DATA RECORDS section start

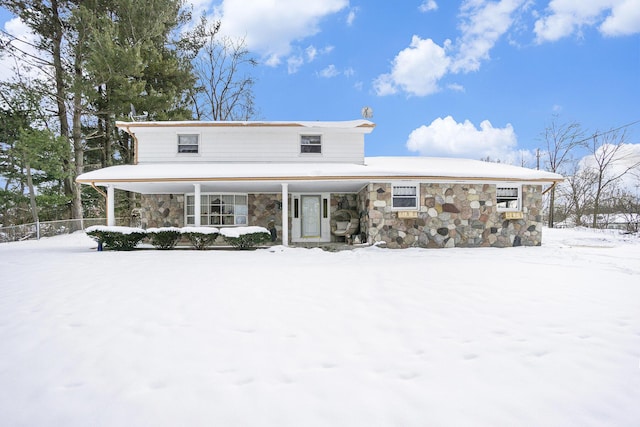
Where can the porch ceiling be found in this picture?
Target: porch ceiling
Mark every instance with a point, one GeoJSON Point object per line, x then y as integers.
{"type": "Point", "coordinates": [242, 187]}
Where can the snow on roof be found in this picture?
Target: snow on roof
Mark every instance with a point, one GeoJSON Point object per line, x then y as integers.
{"type": "Point", "coordinates": [345, 124]}
{"type": "Point", "coordinates": [373, 168]}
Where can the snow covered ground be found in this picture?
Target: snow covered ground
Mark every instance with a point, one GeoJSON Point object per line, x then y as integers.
{"type": "Point", "coordinates": [300, 337]}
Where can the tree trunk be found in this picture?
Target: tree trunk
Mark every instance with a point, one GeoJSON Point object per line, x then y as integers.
{"type": "Point", "coordinates": [32, 194]}
{"type": "Point", "coordinates": [552, 199]}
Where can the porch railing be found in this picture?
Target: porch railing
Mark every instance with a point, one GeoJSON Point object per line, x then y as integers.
{"type": "Point", "coordinates": [35, 230]}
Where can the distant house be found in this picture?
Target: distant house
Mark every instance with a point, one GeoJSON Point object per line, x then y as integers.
{"type": "Point", "coordinates": [311, 182]}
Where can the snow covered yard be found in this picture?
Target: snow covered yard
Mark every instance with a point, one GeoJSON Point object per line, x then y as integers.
{"type": "Point", "coordinates": [299, 337]}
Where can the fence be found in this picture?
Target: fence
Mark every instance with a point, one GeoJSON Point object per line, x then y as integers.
{"type": "Point", "coordinates": [35, 230]}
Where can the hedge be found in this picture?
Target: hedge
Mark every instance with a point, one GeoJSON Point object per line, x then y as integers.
{"type": "Point", "coordinates": [200, 237]}
{"type": "Point", "coordinates": [117, 238]}
{"type": "Point", "coordinates": [164, 237]}
{"type": "Point", "coordinates": [245, 237]}
{"type": "Point", "coordinates": [127, 238]}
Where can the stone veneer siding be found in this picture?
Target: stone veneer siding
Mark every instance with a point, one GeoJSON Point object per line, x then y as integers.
{"type": "Point", "coordinates": [339, 201]}
{"type": "Point", "coordinates": [161, 210]}
{"type": "Point", "coordinates": [451, 215]}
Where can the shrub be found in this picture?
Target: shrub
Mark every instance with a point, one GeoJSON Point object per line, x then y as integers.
{"type": "Point", "coordinates": [200, 237]}
{"type": "Point", "coordinates": [164, 238]}
{"type": "Point", "coordinates": [117, 238]}
{"type": "Point", "coordinates": [245, 237]}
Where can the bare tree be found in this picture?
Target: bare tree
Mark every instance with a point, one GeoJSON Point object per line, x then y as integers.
{"type": "Point", "coordinates": [609, 164]}
{"type": "Point", "coordinates": [577, 192]}
{"type": "Point", "coordinates": [561, 140]}
{"type": "Point", "coordinates": [225, 85]}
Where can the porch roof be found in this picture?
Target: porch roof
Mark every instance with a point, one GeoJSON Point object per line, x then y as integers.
{"type": "Point", "coordinates": [335, 177]}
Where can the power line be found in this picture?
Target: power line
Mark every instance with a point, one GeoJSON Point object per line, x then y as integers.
{"type": "Point", "coordinates": [595, 135]}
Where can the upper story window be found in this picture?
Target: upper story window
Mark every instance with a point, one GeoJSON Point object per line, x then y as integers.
{"type": "Point", "coordinates": [404, 196]}
{"type": "Point", "coordinates": [310, 144]}
{"type": "Point", "coordinates": [508, 198]}
{"type": "Point", "coordinates": [188, 144]}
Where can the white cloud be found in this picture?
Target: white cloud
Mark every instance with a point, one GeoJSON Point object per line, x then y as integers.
{"type": "Point", "coordinates": [455, 87]}
{"type": "Point", "coordinates": [484, 23]}
{"type": "Point", "coordinates": [428, 6]}
{"type": "Point", "coordinates": [416, 70]}
{"type": "Point", "coordinates": [329, 72]}
{"type": "Point", "coordinates": [567, 17]}
{"type": "Point", "coordinates": [448, 138]}
{"type": "Point", "coordinates": [624, 19]}
{"type": "Point", "coordinates": [294, 63]}
{"type": "Point", "coordinates": [270, 27]}
{"type": "Point", "coordinates": [332, 71]}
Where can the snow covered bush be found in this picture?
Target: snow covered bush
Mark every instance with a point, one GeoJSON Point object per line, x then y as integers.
{"type": "Point", "coordinates": [117, 238]}
{"type": "Point", "coordinates": [164, 237]}
{"type": "Point", "coordinates": [245, 237]}
{"type": "Point", "coordinates": [200, 237]}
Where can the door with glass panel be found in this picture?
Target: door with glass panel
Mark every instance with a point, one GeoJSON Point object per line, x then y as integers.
{"type": "Point", "coordinates": [310, 216]}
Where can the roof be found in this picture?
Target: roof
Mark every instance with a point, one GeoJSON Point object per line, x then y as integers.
{"type": "Point", "coordinates": [345, 124]}
{"type": "Point", "coordinates": [374, 169]}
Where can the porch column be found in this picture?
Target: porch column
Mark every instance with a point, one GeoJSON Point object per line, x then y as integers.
{"type": "Point", "coordinates": [196, 205]}
{"type": "Point", "coordinates": [111, 216]}
{"type": "Point", "coordinates": [285, 214]}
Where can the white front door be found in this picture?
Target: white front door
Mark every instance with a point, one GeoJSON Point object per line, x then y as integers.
{"type": "Point", "coordinates": [310, 216]}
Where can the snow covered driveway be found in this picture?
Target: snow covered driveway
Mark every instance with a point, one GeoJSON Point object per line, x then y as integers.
{"type": "Point", "coordinates": [299, 337]}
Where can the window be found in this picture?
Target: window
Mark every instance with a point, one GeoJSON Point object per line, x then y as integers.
{"type": "Point", "coordinates": [187, 144]}
{"type": "Point", "coordinates": [508, 198]}
{"type": "Point", "coordinates": [218, 209]}
{"type": "Point", "coordinates": [404, 196]}
{"type": "Point", "coordinates": [310, 144]}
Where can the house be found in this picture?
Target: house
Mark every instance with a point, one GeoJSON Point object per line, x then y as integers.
{"type": "Point", "coordinates": [311, 182]}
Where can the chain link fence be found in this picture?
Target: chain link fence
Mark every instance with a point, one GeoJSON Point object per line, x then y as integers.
{"type": "Point", "coordinates": [35, 230]}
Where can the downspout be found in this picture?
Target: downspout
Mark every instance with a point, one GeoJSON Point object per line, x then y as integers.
{"type": "Point", "coordinates": [550, 188]}
{"type": "Point", "coordinates": [93, 184]}
{"type": "Point", "coordinates": [135, 143]}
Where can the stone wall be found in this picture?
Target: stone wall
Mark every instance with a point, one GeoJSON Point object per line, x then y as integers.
{"type": "Point", "coordinates": [452, 215]}
{"type": "Point", "coordinates": [265, 210]}
{"type": "Point", "coordinates": [341, 201]}
{"type": "Point", "coordinates": [161, 210]}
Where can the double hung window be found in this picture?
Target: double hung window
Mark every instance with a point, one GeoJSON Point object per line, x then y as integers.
{"type": "Point", "coordinates": [404, 196]}
{"type": "Point", "coordinates": [310, 144]}
{"type": "Point", "coordinates": [188, 144]}
{"type": "Point", "coordinates": [508, 198]}
{"type": "Point", "coordinates": [218, 209]}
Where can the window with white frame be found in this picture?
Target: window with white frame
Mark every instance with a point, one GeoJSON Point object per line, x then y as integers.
{"type": "Point", "coordinates": [188, 144]}
{"type": "Point", "coordinates": [508, 197]}
{"type": "Point", "coordinates": [218, 209]}
{"type": "Point", "coordinates": [310, 144]}
{"type": "Point", "coordinates": [404, 196]}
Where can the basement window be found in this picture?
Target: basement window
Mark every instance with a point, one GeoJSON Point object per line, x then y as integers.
{"type": "Point", "coordinates": [404, 197]}
{"type": "Point", "coordinates": [508, 198]}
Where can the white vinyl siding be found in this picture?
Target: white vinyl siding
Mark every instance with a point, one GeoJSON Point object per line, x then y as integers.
{"type": "Point", "coordinates": [238, 144]}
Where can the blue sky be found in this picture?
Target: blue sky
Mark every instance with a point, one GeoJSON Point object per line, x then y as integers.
{"type": "Point", "coordinates": [466, 78]}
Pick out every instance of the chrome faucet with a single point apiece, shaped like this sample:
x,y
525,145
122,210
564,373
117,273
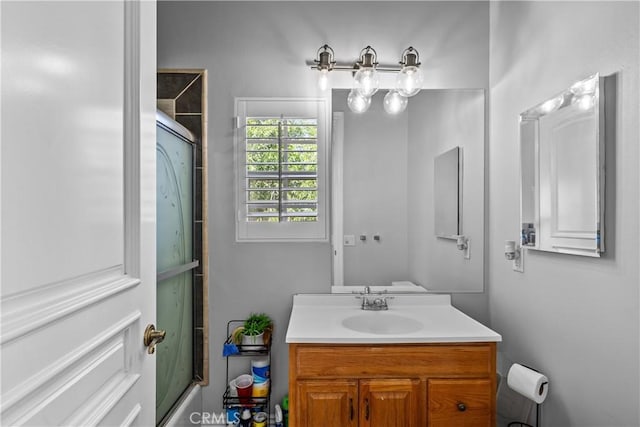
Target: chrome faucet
x,y
378,302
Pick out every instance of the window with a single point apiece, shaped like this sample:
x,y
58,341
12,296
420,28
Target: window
x,y
281,169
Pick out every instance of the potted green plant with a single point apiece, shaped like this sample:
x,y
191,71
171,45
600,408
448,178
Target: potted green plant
x,y
254,329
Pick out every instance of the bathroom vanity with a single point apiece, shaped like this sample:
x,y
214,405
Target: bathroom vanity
x,y
420,363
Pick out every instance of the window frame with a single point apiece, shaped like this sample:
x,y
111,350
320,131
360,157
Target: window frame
x,y
288,231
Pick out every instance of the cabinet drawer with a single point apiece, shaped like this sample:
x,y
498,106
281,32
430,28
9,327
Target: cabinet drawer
x,y
460,403
411,361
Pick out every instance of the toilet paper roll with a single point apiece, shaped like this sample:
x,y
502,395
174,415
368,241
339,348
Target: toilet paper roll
x,y
529,383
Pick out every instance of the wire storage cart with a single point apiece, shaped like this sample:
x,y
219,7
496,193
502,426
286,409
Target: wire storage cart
x,y
260,399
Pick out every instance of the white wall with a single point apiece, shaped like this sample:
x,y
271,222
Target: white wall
x,y
260,49
574,318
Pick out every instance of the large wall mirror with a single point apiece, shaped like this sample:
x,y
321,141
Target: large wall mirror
x,y
383,190
562,150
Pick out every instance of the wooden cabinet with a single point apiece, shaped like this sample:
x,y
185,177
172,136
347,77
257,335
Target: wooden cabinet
x,y
462,403
392,385
351,403
389,402
327,403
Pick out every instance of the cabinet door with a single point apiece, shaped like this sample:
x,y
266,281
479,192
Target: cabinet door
x,y
460,403
389,403
323,403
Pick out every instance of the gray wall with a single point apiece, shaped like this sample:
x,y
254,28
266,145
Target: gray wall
x,y
437,123
574,318
260,49
374,192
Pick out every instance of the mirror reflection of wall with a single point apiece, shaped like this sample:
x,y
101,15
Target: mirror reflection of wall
x,y
562,149
388,191
447,193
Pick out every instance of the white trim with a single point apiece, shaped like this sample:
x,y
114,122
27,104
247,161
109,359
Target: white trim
x,y
25,312
337,200
131,138
49,373
101,404
284,231
132,416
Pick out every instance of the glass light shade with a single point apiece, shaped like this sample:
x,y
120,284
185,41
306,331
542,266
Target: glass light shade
x,y
409,81
323,80
395,103
358,103
366,81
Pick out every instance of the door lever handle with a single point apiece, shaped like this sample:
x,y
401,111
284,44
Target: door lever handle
x,y
152,337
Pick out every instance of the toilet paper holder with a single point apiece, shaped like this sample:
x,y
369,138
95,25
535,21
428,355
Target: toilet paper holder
x,y
542,390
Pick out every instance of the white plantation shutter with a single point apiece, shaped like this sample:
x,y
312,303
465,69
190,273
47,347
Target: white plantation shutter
x,y
281,169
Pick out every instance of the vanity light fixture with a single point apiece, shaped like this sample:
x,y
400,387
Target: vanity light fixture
x,y
410,78
324,64
366,80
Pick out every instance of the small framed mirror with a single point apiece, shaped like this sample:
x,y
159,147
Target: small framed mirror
x,y
562,150
446,192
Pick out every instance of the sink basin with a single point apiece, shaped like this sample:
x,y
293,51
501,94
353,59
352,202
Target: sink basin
x,y
382,323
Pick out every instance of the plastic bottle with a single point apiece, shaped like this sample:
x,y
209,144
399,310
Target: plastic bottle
x,y
245,418
279,418
285,410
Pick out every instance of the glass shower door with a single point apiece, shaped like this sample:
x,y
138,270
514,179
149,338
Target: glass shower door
x,y
175,263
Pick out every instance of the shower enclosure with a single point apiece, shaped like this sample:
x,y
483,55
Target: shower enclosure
x,y
175,261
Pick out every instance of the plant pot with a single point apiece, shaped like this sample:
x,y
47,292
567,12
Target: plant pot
x,y
253,342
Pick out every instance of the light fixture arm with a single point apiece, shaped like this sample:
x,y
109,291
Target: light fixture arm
x,y
325,59
410,57
368,58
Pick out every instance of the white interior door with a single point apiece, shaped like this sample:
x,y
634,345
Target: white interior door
x,y
78,212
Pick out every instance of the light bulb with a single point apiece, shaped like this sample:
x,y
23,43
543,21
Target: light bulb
x,y
358,103
394,103
323,80
551,105
366,81
583,102
409,80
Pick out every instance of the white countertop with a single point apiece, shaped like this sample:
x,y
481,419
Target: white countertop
x,y
318,318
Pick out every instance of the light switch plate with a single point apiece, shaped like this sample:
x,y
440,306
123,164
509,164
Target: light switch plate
x,y
349,240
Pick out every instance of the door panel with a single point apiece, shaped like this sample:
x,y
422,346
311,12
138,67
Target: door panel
x,y
78,230
460,402
328,403
389,403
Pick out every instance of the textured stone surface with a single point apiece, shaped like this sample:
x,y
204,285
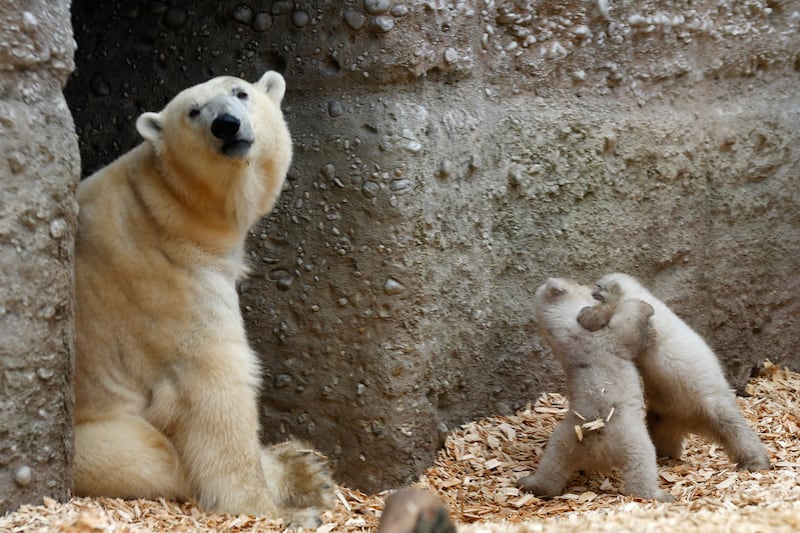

DATA RECORDS section end

■ TASK GOAL:
Among the lines of the material, find those holding the word "driveway" and return them.

■ ANSWER TO THE PROBLEM:
Where can the snow covered driveway be found in this picture?
Target: snow covered driveway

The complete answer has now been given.